======== Text to read ========
In the data, how familiar EFL teachers in Colombia are with technology was further supported by 58 responses (81%) indicating the use of computer-assisted tools in the classroom. The familiarity with technology was also reinforced by optional comments left by the respondents when asked about the tools they used in their class. Fifty-four EFL instructors listed various technological tools, and among the most popular ones are Kahoot! (10 responses), Google Suite (10), YouTube (9), Quizizz (5), Padlet (4), and Mentimeter (4).
Corpus Linguistics in the Colombian EFL Classrooms
Our main goal was to establish to what extent EFL teachers in Colombia are acquainted with the applications of language corpora in the classroom. Hence, we first posed a yes/no question about the instructors’ familiarity with the field of corpus linguistics applied to EFL, EMI, and CLIL. As previously explained, the respondents who answered negatively were directed to the last section of the survey. Our data show that 19% (n = 13) of the respondents were unfamiliar with the use of corpus linguistics in EFL, while 81% (n = 58) indicated familiarity with this field. To gather more precise information about their knowledge of corpus linguistics approaches in EFL, 81% of respondents who answered positively were then asked two additional questions. The first one inquired about what language skills (writing, speaking, reading, listening) they considered would be improved through corpus linguistics (the respondents were allowed to select more than one option).
From the 58 respondents, 151 answers were collected. In most cases, the respondents selected more than one skill. According to the data, instructors consider corpus linguistics approaches beneficial for all language skills. Writing (44 responses) and reading (42) were the skills leading the preferences. Listening was the least popular (28), suggesting that many respondents do not see the value of corpus linguistics for this skill. Speaking obtained 37 responses.
The second question asked respondents which language aspects (discourse, translation, vocabulary, and grammar) they considered could benefit from using corpus approaches. For this question, respondents could select more than one option as well, and they also had the opportunity to list other aspects that were not among the choices provided.
========
Things to do:
(A) From the text on corpus linguistics in Colombian EFL classrooms, translate this sentence into Spanish: "Writing (44 responses) and reading (42) were the skills leading the preferences."
(B) In the records, print the lines starting at the one that contains "Final QA check: confirm every tree" up to and including the one that contains "223, 58, 244, 146", with no changes.
======== Input data ========
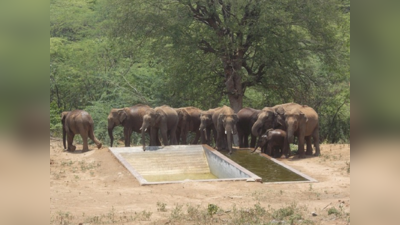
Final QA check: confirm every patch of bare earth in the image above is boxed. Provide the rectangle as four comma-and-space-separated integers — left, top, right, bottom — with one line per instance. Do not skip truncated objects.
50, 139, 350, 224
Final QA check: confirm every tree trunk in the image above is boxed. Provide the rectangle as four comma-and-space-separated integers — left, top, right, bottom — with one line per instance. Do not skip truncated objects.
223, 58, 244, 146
========
======== Input data ========
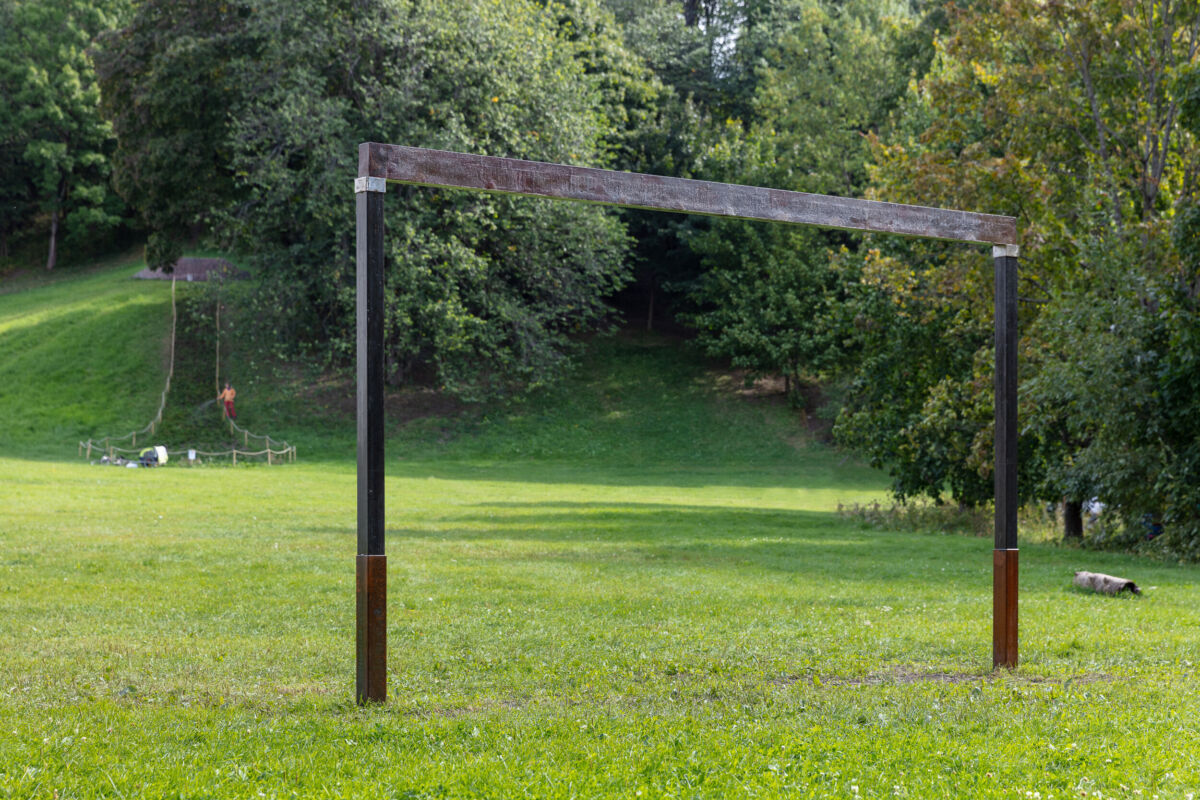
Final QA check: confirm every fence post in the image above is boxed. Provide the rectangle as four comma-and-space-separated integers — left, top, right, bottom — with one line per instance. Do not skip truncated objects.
========
======== Input data ========
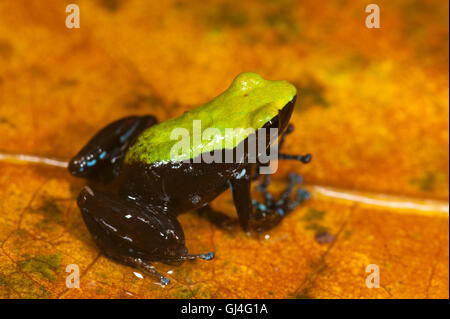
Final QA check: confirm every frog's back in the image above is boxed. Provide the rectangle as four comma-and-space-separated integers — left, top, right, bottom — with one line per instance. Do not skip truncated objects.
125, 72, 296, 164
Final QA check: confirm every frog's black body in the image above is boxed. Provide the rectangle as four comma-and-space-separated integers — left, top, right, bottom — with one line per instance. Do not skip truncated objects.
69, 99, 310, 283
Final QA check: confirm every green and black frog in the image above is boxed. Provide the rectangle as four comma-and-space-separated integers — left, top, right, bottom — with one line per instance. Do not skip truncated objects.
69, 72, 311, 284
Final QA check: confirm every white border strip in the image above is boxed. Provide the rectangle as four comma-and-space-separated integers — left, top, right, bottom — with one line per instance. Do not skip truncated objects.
========
Completed exercise:
(A) La escritura (44 respuestas) y la lectura (42) fueron las habilidades que encabezaron las preferencias.

(B)
Final QA check: confirm every tree trunk in the image above is boxed. Provide the rectangle as four comma-and-space-separated integers — left, top, right, bottom — with one line per instance. Do not skip truncated objects.
223, 58, 244, 146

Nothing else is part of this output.